Input records:

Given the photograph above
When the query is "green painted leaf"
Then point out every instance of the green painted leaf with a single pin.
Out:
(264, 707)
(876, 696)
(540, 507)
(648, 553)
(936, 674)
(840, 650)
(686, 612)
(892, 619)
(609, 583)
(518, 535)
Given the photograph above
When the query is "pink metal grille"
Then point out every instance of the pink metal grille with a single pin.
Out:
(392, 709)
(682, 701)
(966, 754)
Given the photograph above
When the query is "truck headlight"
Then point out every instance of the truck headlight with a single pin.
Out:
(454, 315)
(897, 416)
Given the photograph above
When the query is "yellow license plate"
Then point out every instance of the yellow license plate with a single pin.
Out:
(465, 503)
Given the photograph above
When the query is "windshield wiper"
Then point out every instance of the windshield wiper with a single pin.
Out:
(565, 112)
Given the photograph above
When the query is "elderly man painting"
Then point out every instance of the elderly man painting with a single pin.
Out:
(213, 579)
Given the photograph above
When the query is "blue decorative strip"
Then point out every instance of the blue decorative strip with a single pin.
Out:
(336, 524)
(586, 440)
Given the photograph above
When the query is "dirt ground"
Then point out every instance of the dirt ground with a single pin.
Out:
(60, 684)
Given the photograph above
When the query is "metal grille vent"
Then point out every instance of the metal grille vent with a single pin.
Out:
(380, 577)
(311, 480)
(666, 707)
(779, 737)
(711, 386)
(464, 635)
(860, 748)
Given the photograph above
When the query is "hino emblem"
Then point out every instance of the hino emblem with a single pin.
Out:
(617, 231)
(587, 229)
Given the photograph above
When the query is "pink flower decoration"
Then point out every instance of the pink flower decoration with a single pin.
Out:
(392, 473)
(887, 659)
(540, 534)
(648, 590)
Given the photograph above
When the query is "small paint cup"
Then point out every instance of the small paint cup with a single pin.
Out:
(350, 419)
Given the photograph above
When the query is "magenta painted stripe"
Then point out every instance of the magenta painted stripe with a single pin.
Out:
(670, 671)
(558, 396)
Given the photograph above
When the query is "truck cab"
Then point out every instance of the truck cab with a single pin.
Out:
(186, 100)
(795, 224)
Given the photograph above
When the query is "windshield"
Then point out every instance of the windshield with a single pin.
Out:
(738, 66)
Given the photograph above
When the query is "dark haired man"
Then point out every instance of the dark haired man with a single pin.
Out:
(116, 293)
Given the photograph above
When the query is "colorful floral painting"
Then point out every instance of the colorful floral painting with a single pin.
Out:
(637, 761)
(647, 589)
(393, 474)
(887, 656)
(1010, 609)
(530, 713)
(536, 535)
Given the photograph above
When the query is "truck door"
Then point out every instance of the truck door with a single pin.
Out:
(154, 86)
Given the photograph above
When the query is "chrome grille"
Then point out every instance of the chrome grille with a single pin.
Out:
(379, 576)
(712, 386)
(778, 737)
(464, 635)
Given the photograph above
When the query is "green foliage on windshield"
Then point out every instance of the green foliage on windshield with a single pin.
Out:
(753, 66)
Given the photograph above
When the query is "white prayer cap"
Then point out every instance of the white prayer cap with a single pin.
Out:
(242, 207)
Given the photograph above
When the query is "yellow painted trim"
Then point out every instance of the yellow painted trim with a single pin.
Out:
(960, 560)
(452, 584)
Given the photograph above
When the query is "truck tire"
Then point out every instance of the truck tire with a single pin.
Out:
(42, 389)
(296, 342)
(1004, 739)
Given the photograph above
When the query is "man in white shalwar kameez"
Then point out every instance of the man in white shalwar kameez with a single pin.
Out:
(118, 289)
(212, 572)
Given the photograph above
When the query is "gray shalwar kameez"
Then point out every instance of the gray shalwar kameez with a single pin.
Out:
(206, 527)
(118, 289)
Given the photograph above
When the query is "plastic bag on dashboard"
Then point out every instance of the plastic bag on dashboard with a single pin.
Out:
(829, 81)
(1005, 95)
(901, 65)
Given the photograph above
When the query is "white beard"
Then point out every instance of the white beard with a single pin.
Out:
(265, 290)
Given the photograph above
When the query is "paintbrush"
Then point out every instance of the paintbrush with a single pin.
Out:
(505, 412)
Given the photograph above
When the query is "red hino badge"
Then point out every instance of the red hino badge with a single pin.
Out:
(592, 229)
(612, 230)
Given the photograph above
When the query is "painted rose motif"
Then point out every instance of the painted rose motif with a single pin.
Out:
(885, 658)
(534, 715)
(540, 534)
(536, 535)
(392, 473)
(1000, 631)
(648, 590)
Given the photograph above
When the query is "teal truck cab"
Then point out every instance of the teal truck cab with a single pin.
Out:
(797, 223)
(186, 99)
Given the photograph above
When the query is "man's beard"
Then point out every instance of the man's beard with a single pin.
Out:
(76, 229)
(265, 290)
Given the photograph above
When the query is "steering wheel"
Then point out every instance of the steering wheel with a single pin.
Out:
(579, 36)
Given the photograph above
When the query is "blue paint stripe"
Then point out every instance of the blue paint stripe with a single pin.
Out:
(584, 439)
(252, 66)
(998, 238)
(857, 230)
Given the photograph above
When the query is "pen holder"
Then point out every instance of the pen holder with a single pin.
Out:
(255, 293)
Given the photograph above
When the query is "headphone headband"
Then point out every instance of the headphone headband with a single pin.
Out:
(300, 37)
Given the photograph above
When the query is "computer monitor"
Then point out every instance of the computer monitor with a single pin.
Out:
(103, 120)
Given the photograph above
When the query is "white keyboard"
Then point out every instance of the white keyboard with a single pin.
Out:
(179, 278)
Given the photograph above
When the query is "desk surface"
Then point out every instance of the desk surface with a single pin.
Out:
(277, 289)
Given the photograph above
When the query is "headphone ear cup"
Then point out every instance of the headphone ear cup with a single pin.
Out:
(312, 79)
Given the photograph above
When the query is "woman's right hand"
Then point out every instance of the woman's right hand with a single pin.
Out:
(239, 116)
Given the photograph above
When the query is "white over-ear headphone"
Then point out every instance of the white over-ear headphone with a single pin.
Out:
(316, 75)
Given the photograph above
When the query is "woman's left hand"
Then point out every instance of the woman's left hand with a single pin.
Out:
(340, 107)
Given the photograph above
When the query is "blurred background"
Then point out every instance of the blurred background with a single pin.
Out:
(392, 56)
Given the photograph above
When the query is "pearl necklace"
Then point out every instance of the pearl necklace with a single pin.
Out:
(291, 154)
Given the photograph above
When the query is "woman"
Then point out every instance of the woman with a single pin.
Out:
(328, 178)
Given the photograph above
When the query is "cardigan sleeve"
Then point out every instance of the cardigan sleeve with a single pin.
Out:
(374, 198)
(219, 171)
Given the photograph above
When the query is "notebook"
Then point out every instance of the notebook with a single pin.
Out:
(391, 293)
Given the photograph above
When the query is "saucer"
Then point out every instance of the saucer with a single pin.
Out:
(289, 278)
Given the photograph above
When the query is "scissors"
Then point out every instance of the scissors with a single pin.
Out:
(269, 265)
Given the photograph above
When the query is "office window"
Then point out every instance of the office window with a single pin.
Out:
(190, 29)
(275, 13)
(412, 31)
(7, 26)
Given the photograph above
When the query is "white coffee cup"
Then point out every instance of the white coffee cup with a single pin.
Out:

Assigned task: Give back the full listing, exactly as it stands.

Finished task:
Given the photograph above
When the query is "green painted leaf"
Then point out every instance of the green painted leaf with a single pin.
Out:
(264, 707)
(876, 696)
(540, 507)
(648, 553)
(936, 674)
(840, 650)
(686, 612)
(892, 619)
(609, 583)
(518, 535)
Given the photograph above
When the query is "pink metal grille"
Then point out every instance of the pink metal grille with a single pin.
Out:
(392, 709)
(682, 701)
(966, 754)
Given the photograph above
When the query is "truck headlight"
Then point out every instance of the truck headlight with a single pin.
Out:
(454, 315)
(897, 416)
Given the photograph above
When the query is "yellow license plate"
Then point out every instance of the yellow license plate with a single pin.
Out:
(465, 503)
Given the photograph above
When the query is "windshield wiper"
Then point out every instance of the windshield wiper with a single pin.
Out:
(565, 112)
Given the photograph above
When the query is "elderly man painting"
Then point out every instance of the elderly man painting with a single pin.
Out:
(213, 579)
Given the photograph above
When the query is "blue decorative strip"
Then point out every instance of the blue decorative strip with a single pin.
Out:
(336, 524)
(586, 440)
Given the photograph above
When the query is "dirt ground"
Then point out every instance of the dirt ground with a single pin.
Out:
(60, 684)
Given the photograph above
When the query is "metal grille vent"
Then point out every instance of the metal grille vent with a single pin.
Out:
(380, 577)
(311, 480)
(666, 707)
(779, 737)
(711, 386)
(464, 635)
(860, 748)
Given the photograph above
When the query is "hino emblem"
Then point out every instance of the hino emblem with a single pin.
Out:
(617, 231)
(587, 229)
Given the photograph above
When the query is "pink flower decoration"
Then point out every instance of the pink flower decoration with a single pin.
Out:
(392, 473)
(887, 659)
(540, 534)
(648, 590)
Given the photograph above
When the query is "small paint cup"
Then point out every instance of the small paint cup with a single pin.
Out:
(350, 419)
Given the photograph above
When the query is "magenta painted stripe"
Then point out every instance of the magenta painted stripe with a single pin.
Out:
(670, 671)
(558, 396)
Given the photograph above
When the query is "truck cab"
Then point out every instance of the truck cab with a single pin.
Out:
(186, 100)
(795, 224)
Given the photograph above
When the query is "windshield"
Then point out every instance of the windshield with a single pin.
Out:
(738, 66)
Given the photograph above
When the query is "dark haired man"
Then point out every instance of the dark haired man with a single pin.
Out:
(116, 293)
Given the photograph above
When the query is "colorful floral painting"
Then point out every instance of the colorful floral painting with a single pin.
Out:
(637, 761)
(647, 589)
(393, 474)
(887, 656)
(1010, 609)
(530, 713)
(536, 535)
Given the photograph above
When the query is "truck door"
Then point out every instance of the truck door with a single pin.
Out:
(154, 86)
Given the photograph above
When the query is "chrome grille"
Then point out every instance of the chrome grille with a single pin.
Out:
(379, 576)
(712, 386)
(778, 737)
(464, 635)
Given the photograph above
When the query is "green foliage on windshield"
Then point out every instance of the green foliage on windshield with a single pin.
Out:
(753, 66)
Given the photograph above
When the query is "white prayer cap"
Then point out every instance of the white prayer cap with a single pin.
Out:
(242, 207)
Given the photograph above
When the query is "yellow painted trim"
Then point out every instance of the yellow painted trim with a single pin.
Out:
(960, 560)
(452, 584)
Given the photograph above
When the query is "truck tire"
Then point out every instance of the truck tire with a single pin.
Out:
(42, 389)
(296, 342)
(1004, 739)
Given the photograph above
When the query is "man in white shalwar kameez"
Then point out every instance of the man in white shalwar kameez with a single pin.
Out:
(118, 289)
(212, 572)
Given the photograph above
When the query is "gray shalwar kameez"
Then point out every instance of the gray shalwar kameez with a single pin.
Out:
(206, 527)
(118, 289)
Given the photograph above
When the query is "plastic bag on dashboard"
Then point out every instance of the plastic bag on dashboard with a single pin.
Out:
(829, 81)
(1005, 95)
(901, 65)
Given the photograph above
When the query is "white beard"
Then point out every instance of the white beard with a single pin.
Out:
(265, 290)
Given the photograph above
When the query is "paintbrush"
Then point out every instance of the paintbrush with a single pin.
Out:
(505, 412)
Given the photograph above
When the query is "red hino badge"
Then point out every instance of the red hino badge with a single pin.
Out:
(592, 229)
(612, 230)
Given the photograph above
When the query is "painted rose motif"
Then point out every instance of the painted rose motif with a single pin.
Out:
(885, 658)
(534, 715)
(540, 534)
(536, 535)
(392, 473)
(1000, 631)
(648, 590)
Given the photograph above
When the query is "teal truck cab"
Then point out every instance of the teal truck cab with a single pin.
Out:
(797, 223)
(186, 99)
Given the photograph above
When the query is "man's beard"
Then point out every instance of the man's beard with a single pin.
Out:
(76, 229)
(265, 290)
Given the photograph above
When the query is "steering wheel"
Then point out every instance of the steering wheel with a single pin.
Out:
(579, 36)
Given the photograph above
When the query is "blue paint stripe"
Then point out every instance of the blue paint stripe with a single pin.
Out:
(584, 439)
(252, 66)
(998, 238)
(857, 230)
Given the photograph above
When the query is "pen holder"
Then point out every instance of the pen holder with a single pin.
Out:
(255, 293)
Given the photograph above
When the query is "headphone headband"
Then point out every instance of the headphone headband with a single pin.
Out:
(300, 37)
Given the photograph above
When the query is "computer monitor"
Then point out every instance of the computer monitor with a single pin.
Out:
(103, 120)
Given the photograph above
When the query is "white keyboard"
Then point out every instance of the white keyboard with a single pin.
Out:
(179, 278)
Given the photograph above
When the query is "desk surface"
Then point out every instance of the desk surface with a single pin.
Out:
(277, 289)
Given the photograph above
When the query is "headphone ear cup"
Then point out every instance of the headphone ear cup with a single pin.
Out:
(312, 79)
Given the photograph above
When the query is "woman's right hand"
Then point out every instance of the woman's right hand with a single pin.
Out:
(239, 116)
Given the photograph above
When the query is "white over-ear headphone"
Then point out every instance of the white over-ear headphone with a single pin.
Out:
(316, 75)
Given the photograph above
When the query is "woman's left hand"
Then point out every instance of the woman's left hand with a single pin.
Out:
(340, 107)
Given the photograph above
When the query is "blurred background"
Then point out every instance of the blurred background with a single pin.
Out:
(392, 56)
Given the photograph above
When the query is "pearl necklace"
Then point out every instance of the pearl necklace with a single pin.
Out:
(291, 154)
Given the photograph above
When the query is "woman"
Then point out every instance of the woman with a single pin.
Out:
(328, 178)
Given the photograph above
When the query is "cardigan sleeve"
Then point out every instance of the cardigan sleeve with a single pin.
Out:
(374, 198)
(219, 171)
Given the photograph above
When the query is "notebook"
Then point out every instance of the notebook with a single pin.
Out:
(391, 293)
Given the photograph above
When the query is "saucer"
Then point out every instance of the saucer with a single pin.
Out:
(289, 278)
Given the photograph above
When the query is "scissors"
Then point out every instance of the scissors with a single pin.
Out:
(269, 265)
Given the photograph above
When the query is "office window"
Then point out every instance of the office window with a single pin.
Out:
(190, 29)
(275, 13)
(412, 31)
(7, 26)
Given the photograph above
When the query is "white coffee cup"
Then point out every instance of the white coffee cup with a single pin.
Out:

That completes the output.